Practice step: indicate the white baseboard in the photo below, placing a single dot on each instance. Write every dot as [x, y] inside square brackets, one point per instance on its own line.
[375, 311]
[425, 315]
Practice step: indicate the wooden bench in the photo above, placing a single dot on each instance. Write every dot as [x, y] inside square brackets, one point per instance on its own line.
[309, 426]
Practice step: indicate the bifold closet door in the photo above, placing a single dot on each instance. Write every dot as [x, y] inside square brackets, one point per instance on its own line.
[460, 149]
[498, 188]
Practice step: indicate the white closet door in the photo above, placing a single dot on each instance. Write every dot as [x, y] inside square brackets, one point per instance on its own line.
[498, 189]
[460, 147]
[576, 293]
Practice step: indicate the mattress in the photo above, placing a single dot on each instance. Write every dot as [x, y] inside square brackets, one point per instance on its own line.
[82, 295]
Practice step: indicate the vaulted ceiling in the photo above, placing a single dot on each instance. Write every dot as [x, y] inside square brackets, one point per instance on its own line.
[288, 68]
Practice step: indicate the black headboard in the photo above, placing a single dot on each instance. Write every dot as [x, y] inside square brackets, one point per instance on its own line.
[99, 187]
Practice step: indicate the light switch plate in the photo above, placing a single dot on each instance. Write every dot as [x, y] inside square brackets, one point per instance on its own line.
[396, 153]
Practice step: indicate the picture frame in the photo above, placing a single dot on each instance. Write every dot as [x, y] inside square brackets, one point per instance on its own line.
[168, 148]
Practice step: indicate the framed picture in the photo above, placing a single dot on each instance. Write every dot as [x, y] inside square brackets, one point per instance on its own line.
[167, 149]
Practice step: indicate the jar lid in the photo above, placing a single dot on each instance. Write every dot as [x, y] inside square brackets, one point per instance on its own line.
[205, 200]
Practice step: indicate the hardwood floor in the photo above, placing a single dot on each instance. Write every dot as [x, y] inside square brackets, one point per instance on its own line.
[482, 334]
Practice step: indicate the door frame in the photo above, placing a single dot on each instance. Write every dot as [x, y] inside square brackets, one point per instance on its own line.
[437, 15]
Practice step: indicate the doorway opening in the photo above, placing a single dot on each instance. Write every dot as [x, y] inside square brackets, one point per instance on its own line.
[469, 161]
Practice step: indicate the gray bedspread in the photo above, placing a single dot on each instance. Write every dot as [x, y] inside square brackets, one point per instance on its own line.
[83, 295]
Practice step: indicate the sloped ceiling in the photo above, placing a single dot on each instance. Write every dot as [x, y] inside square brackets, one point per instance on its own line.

→ Task details: The records above should be copied out again in full, exactly as they appear.

→ Written solution:
Practice step: indicate the white baseboard in the photo below, placing a single dot on each instance. Write every dot as [x, y] inside square brackets, one point per instance on its own line.
[375, 311]
[425, 315]
Practice step: indicate the wooden bench in the photo above, placing a single dot on each instance. Write every dot as [x, y] inside square brackets, one point per instance on its own line.
[309, 426]
Practice step: indicate the bifold closet door in the photo above, placing a single dot on each instance. Write every dot as [x, y] inside square brackets, one point per instance on its own line.
[460, 149]
[498, 188]
Practice step: indicate the white closet door in the photo above, placing a single dot on each instance. Write every dot as [x, y] inside square brackets, one point per instance on its own line.
[498, 189]
[460, 147]
[576, 293]
Practice step: indicate the mattress in the photo above, placing a single dot on each instance. Write every dot as [x, y] inside square brackets, one point per instance on its own line.
[82, 295]
Practice step: indicate the vaulted ceiling in the photo above, placing a single dot on each instance. Write every dot as [x, y] inside square brackets, one point per instance on its own line.
[288, 68]
Practice step: indicate the black headboard in the photo above, placing a single dot on each instance. Write every dot as [x, y] inside square brackets, one point per instance on its own line.
[99, 187]
Practice step: indicate the light switch plate in the photo above, placing a single dot on each instance. Write every dot as [x, y] inside square brackets, one point per instance on its own line.
[396, 153]
Practice step: indicate the picture frame in the photo above, placing a single dot on each instance. Write every dot as [x, y] inside square brackets, one point per instance on its own line.
[168, 148]
Practice step: indicate the framed picture in the photo above, placing a single dot on each instance. Write every dot as [x, y] inside square brackets, one point per instance on its own line.
[167, 149]
Practice step: indicate the jar lid in the photo above, placing a single dot on each instance. Write every dot as [x, y] inside square brackets, one point per instance on its own line.
[205, 200]
Practice step: indicate the hardwood floor in the photo above, placing a single dot on each instance. Write every dot as [x, y] inside square brackets, one point per instance on its own line.
[482, 334]
Practice step: indicate the door frame in the photo above, placing a single dot on each instance. Write every dot as [x, y] inside square brackets, one point per instance on its own line.
[437, 15]
Practice step: indicate the doorway opening in the photo above, placing a single dot on each instance. Write every dot as [x, y] inside square brackets, one point per instance on its own line.
[469, 161]
Practice step: indicate the gray bedspread in the photo above, placing a single dot on each instance. Write every dot as [x, y] inside square brackets, one point per instance on its own line.
[83, 295]
Practice step: indicate the sloped ceiling in the photo above, placing a single dot on each instance. Write every dot as [x, y] inside square brackets, one point per instance on its own line.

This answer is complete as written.